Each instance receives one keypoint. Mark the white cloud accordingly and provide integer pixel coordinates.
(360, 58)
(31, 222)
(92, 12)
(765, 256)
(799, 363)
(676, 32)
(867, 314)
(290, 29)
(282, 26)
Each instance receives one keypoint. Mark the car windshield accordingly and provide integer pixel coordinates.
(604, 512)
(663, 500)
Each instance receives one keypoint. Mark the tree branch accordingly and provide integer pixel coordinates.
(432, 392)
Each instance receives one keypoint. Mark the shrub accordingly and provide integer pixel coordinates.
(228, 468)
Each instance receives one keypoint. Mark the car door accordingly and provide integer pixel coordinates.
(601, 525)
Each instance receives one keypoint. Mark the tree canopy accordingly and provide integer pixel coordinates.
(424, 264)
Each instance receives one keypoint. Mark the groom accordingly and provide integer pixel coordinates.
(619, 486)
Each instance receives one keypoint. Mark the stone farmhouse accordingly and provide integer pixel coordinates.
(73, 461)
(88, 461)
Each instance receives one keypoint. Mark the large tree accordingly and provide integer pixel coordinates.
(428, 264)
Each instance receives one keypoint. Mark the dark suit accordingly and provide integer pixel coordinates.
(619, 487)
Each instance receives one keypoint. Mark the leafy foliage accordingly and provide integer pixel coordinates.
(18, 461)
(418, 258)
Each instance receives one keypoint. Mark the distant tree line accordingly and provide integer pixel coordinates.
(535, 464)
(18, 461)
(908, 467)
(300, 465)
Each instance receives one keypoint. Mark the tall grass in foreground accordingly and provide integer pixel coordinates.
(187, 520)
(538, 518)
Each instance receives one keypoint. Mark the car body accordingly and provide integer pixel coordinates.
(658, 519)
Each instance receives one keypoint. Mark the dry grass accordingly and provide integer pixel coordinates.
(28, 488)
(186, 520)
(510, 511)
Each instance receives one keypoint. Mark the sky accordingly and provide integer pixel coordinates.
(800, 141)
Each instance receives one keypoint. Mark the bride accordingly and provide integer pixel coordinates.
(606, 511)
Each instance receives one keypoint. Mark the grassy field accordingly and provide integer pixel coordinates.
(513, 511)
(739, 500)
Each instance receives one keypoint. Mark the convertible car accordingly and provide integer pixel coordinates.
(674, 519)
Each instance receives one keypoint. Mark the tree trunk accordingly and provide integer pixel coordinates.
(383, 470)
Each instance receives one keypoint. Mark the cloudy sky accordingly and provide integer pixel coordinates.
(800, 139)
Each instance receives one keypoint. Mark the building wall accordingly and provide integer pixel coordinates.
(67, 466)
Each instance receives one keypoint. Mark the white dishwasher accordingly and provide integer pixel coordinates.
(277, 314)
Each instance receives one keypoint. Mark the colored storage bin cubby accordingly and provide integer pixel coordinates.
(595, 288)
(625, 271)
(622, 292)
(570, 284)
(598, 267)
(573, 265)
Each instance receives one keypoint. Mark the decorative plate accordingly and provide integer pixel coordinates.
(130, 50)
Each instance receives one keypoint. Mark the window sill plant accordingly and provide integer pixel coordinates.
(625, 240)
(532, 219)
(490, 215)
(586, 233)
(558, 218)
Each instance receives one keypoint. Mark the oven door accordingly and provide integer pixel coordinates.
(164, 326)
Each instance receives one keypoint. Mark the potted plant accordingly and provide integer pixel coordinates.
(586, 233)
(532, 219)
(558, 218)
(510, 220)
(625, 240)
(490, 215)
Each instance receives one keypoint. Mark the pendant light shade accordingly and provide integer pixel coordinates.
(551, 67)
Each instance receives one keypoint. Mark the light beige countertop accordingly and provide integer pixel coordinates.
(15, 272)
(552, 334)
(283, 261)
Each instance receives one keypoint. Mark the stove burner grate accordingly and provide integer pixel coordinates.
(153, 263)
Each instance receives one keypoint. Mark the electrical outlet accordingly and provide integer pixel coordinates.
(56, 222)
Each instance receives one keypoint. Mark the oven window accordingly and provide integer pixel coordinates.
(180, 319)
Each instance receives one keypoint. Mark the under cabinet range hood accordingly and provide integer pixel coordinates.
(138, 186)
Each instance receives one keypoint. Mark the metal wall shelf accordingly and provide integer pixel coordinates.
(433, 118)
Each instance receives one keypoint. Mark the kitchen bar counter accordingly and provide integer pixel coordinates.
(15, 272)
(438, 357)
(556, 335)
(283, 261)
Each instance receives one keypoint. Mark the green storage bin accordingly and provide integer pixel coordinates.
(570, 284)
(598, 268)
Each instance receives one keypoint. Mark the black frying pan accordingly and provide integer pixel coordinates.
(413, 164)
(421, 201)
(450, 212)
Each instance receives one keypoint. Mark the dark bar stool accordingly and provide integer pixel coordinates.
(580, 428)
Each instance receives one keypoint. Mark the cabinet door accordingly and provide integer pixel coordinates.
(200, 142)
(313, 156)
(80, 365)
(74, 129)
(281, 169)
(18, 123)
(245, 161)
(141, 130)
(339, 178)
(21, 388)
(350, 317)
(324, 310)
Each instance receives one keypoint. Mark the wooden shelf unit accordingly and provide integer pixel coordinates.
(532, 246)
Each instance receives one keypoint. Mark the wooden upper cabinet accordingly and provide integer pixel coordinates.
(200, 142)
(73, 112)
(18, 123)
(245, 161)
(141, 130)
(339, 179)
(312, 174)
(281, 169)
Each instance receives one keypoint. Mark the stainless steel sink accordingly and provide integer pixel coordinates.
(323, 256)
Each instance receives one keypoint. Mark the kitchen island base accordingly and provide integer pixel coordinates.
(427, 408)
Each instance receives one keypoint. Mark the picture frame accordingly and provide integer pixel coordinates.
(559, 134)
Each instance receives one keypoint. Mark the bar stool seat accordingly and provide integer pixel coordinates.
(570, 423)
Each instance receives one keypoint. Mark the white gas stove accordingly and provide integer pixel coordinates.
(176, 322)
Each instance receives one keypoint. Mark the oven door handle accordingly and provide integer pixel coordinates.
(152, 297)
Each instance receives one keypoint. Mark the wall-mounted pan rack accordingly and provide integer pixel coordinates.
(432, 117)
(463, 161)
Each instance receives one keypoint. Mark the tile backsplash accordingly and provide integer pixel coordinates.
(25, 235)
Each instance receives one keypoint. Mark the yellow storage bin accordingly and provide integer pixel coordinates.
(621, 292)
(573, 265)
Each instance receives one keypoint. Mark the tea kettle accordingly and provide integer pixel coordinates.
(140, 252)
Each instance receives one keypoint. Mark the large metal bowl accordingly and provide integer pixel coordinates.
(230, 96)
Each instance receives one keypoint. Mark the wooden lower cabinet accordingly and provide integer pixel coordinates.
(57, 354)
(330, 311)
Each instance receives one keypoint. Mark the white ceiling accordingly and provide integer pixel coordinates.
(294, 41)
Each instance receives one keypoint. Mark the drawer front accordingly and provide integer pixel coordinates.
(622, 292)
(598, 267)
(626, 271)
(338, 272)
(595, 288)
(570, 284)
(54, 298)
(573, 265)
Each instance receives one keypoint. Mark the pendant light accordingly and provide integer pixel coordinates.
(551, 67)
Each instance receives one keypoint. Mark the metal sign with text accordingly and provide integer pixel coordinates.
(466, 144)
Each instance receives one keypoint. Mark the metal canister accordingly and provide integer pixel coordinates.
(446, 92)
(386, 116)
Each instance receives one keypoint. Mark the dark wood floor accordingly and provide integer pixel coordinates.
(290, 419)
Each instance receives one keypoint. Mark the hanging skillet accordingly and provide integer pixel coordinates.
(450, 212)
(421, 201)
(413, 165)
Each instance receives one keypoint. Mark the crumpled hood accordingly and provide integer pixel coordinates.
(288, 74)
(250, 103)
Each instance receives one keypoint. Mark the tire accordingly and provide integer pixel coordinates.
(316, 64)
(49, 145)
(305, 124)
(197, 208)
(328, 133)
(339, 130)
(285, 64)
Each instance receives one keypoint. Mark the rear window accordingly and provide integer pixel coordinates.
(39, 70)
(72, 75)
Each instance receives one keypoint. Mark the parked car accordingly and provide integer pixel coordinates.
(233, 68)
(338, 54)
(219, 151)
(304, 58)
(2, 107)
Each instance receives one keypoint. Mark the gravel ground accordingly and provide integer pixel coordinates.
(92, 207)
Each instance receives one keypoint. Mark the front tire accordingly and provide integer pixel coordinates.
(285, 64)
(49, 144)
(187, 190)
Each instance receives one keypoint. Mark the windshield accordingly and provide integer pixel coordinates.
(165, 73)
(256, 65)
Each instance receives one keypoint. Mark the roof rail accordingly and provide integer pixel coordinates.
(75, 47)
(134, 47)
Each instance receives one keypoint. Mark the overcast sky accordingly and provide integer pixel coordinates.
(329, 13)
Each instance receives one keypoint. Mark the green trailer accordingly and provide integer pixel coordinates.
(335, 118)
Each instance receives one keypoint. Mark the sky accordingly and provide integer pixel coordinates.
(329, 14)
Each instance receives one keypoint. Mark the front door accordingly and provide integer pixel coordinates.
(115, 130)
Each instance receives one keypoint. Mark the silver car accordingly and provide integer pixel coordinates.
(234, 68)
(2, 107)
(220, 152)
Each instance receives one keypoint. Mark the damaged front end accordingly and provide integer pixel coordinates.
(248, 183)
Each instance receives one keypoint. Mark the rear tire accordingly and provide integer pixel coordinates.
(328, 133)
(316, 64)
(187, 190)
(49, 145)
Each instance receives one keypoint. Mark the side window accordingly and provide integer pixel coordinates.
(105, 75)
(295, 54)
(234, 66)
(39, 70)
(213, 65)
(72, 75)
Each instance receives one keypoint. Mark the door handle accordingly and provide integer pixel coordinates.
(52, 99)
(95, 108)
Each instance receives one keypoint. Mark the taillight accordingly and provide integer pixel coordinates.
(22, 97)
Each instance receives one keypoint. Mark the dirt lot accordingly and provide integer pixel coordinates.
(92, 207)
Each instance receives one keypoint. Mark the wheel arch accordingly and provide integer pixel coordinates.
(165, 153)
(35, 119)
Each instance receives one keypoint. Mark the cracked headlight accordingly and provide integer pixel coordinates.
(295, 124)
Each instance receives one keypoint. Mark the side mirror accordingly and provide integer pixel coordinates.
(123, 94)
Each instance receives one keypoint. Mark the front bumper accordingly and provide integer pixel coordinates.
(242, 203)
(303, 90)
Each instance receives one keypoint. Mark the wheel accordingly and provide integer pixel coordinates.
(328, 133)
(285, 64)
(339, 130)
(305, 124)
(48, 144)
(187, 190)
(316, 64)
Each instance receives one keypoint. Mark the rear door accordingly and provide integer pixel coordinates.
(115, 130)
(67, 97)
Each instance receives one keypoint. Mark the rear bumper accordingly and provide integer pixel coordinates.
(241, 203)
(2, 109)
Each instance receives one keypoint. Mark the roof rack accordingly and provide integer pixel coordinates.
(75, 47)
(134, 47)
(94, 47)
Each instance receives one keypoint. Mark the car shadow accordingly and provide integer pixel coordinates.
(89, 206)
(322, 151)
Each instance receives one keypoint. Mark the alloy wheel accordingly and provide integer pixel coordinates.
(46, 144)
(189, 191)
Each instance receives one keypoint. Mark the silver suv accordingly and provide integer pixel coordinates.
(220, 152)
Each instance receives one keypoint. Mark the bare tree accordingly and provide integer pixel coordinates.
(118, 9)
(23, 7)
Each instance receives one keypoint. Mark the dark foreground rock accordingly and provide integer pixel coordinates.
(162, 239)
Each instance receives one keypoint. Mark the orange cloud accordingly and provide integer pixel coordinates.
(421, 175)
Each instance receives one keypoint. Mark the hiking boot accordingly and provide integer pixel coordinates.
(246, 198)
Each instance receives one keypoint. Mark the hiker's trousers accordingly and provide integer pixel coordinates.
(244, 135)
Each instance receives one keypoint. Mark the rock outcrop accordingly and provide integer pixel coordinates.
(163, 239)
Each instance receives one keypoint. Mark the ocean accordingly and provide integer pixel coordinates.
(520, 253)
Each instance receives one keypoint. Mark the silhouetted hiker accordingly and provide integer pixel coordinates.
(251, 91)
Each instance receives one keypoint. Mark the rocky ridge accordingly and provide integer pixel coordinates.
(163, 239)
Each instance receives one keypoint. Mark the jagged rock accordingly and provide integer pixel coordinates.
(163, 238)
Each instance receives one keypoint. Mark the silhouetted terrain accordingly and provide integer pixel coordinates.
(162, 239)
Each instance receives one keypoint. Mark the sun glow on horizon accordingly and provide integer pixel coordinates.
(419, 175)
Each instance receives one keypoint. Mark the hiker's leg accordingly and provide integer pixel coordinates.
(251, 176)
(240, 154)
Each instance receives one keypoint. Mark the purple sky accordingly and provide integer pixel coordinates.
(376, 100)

WORK TO COMPLETE: Nothing but the lines from the one with "Each instance receives one keypoint. Mark the rock outcrop" through the end of the data above should be repeated, each exactly as it stands.

WRITTEN REPLY:
Each instance receives one keypoint. Mark the rock outcrop accordingly and provide integer pixel coordinates.
(163, 239)
Each instance receives one keypoint. Mark the ocean accordingly and provide integer pixel coordinates.
(520, 253)
Each instance receives one keypoint. Mark the silhouetted hiker accordingly and provide integer pixel coordinates.
(251, 91)
Each instance receives one keypoint. Mark the rocky ridge accordingly and provide integer pixel coordinates.
(163, 239)
Each instance receives one keypoint. Mark the jagged rock accordingly and provide integer pixel coordinates.
(163, 238)
Each instance receives one keypoint. Mark the silhouetted terrain accordingly and provide integer pixel coordinates.
(162, 239)
Each instance receives one keypoint. Mark the sun glow on horizon accordingly and provide integer pixel coordinates.
(419, 175)
Each instance receives one keypoint. Mark the hiker's leg accordingly and provide integer pixel coordinates.
(251, 176)
(240, 154)
Each instance receives one keypoint. Mark the purple sky accordingly and provide integer pixel coordinates.
(376, 100)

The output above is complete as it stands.